* _WRITTEN EXERCISE_
Copy the data word for word, starting with its first line and going on through the line that contains "pixel 557 267". Include both of those lines.

* _INFORMATION SHOWN_
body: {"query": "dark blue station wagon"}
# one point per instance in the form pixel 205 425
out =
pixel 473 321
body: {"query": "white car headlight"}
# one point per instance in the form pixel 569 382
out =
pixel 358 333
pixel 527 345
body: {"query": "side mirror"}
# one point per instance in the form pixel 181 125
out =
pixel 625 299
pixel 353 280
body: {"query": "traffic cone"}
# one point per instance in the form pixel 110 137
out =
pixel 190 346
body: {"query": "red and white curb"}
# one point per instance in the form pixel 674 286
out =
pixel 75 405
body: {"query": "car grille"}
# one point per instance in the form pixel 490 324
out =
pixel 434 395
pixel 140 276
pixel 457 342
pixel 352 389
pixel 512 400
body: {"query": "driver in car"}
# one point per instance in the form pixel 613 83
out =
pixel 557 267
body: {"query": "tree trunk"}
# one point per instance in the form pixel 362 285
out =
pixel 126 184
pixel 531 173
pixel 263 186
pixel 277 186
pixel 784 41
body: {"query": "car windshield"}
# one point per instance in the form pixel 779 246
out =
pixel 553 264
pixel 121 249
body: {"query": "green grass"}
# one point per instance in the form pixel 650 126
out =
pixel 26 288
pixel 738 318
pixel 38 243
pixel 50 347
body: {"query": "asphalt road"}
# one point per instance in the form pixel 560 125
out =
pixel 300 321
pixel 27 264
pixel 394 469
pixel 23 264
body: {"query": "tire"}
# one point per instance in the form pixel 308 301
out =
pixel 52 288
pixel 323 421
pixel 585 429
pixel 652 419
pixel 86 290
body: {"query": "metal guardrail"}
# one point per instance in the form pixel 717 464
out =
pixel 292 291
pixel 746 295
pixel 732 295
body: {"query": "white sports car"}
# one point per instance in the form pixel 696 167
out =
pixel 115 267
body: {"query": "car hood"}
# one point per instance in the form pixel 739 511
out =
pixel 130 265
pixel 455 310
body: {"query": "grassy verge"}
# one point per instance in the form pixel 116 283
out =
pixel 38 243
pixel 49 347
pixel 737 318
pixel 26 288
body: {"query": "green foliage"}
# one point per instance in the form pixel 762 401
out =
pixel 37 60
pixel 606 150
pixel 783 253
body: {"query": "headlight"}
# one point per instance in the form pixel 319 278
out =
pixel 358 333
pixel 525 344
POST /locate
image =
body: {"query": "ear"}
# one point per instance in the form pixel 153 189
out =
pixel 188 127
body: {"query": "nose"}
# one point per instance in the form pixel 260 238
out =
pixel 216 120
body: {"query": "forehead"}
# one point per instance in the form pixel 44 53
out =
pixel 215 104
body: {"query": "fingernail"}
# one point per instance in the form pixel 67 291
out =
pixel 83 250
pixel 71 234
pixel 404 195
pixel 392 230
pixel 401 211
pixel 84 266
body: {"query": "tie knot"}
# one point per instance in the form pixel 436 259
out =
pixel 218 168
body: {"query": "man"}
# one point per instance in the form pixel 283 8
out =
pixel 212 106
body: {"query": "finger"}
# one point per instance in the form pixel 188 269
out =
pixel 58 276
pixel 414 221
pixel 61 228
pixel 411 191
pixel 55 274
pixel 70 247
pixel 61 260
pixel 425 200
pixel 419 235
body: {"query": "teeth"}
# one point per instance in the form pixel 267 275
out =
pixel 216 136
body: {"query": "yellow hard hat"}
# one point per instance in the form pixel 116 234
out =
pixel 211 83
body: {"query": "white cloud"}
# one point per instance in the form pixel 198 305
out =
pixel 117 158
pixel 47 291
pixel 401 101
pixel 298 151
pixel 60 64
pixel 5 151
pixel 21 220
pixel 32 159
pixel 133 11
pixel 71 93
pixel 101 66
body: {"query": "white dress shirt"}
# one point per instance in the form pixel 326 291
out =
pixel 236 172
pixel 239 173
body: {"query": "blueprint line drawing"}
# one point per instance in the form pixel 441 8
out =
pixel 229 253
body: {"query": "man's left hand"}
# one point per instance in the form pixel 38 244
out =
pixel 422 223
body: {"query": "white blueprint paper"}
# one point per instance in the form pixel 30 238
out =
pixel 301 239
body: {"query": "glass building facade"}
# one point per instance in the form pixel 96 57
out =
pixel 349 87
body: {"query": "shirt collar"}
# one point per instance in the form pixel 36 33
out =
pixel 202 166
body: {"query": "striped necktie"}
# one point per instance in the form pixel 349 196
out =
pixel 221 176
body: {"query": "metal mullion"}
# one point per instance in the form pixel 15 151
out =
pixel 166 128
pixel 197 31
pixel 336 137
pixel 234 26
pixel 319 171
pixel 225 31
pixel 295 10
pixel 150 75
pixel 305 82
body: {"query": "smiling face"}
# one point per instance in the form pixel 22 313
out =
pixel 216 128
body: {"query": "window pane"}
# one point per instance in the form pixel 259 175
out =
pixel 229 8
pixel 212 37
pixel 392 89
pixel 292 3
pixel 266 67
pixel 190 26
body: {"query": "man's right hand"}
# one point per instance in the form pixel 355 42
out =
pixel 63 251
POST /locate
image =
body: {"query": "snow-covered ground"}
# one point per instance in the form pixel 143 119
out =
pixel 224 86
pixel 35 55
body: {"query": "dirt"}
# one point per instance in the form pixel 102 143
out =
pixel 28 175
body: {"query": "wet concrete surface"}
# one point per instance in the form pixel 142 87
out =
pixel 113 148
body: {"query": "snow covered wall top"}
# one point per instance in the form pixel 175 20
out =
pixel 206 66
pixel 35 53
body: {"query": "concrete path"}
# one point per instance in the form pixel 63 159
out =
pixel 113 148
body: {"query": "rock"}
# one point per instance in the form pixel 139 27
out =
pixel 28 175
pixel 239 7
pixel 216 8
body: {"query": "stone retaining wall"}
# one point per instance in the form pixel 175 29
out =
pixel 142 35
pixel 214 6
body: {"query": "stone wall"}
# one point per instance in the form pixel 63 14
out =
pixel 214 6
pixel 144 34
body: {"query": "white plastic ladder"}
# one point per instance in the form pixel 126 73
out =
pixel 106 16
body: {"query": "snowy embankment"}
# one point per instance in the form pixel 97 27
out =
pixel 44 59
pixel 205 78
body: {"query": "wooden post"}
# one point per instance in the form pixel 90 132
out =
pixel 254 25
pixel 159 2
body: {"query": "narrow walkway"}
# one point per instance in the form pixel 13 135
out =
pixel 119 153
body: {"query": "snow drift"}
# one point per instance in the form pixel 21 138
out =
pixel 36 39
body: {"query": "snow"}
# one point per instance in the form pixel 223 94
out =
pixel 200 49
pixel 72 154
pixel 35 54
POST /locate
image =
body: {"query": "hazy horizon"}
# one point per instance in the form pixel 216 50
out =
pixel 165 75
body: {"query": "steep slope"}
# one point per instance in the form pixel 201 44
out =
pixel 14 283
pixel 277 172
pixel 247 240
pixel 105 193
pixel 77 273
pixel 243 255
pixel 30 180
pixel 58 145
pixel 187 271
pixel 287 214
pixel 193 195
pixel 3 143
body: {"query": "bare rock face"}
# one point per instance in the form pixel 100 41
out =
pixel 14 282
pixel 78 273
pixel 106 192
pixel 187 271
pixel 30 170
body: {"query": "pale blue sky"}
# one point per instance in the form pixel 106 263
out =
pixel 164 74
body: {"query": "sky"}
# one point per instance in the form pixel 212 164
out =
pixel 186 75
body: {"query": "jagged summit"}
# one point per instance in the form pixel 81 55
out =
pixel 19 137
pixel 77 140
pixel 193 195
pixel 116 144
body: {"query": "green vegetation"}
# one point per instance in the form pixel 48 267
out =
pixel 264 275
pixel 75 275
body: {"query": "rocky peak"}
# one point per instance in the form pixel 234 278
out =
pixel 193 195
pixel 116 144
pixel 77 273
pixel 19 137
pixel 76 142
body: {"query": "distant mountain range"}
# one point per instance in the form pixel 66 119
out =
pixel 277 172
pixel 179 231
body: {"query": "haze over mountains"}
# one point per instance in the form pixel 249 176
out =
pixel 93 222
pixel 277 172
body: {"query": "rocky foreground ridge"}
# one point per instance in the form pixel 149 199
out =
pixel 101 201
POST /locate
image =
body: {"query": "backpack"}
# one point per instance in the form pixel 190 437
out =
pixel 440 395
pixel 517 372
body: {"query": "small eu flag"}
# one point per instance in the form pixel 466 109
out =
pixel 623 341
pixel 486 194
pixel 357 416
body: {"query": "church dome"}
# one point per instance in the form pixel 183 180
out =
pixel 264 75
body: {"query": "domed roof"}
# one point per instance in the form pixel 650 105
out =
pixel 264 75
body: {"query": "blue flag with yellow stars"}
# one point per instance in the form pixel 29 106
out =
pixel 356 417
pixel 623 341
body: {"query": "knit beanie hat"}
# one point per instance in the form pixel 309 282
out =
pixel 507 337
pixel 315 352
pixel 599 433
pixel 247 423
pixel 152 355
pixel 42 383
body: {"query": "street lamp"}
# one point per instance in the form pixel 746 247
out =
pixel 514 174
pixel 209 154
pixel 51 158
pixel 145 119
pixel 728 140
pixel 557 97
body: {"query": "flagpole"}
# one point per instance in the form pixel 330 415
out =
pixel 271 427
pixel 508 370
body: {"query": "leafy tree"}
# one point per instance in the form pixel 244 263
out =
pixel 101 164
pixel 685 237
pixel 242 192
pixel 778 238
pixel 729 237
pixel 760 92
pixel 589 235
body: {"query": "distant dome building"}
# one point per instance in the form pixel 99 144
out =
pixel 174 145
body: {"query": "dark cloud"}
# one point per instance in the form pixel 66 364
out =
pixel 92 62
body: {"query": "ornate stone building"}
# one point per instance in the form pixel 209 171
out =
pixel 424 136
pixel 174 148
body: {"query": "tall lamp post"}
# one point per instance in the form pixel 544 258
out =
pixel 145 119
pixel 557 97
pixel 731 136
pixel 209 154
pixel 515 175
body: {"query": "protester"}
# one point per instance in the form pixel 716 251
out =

* _TASK RESULT_
body: {"query": "dark blue station wagon"}
# one point per instance in the form pixel 205 425
out =
pixel 473 321
body: {"query": "white car headlight"}
# one point per instance in the form pixel 569 382
out =
pixel 358 333
pixel 527 345
body: {"query": "side mirror"}
# one point per instance in the form pixel 181 125
out =
pixel 625 299
pixel 353 280
body: {"query": "traffic cone"}
# one point per instance in the form pixel 110 137
out =
pixel 190 346
body: {"query": "red and white curb"}
# one point per instance in the form pixel 674 286
out =
pixel 75 405
body: {"query": "car grille"}
# one point per instance in the form pixel 490 324
out =
pixel 434 395
pixel 140 276
pixel 457 342
pixel 352 389
pixel 512 400
body: {"query": "driver in car"}
# one point per instance in the form pixel 613 83
out =
pixel 557 267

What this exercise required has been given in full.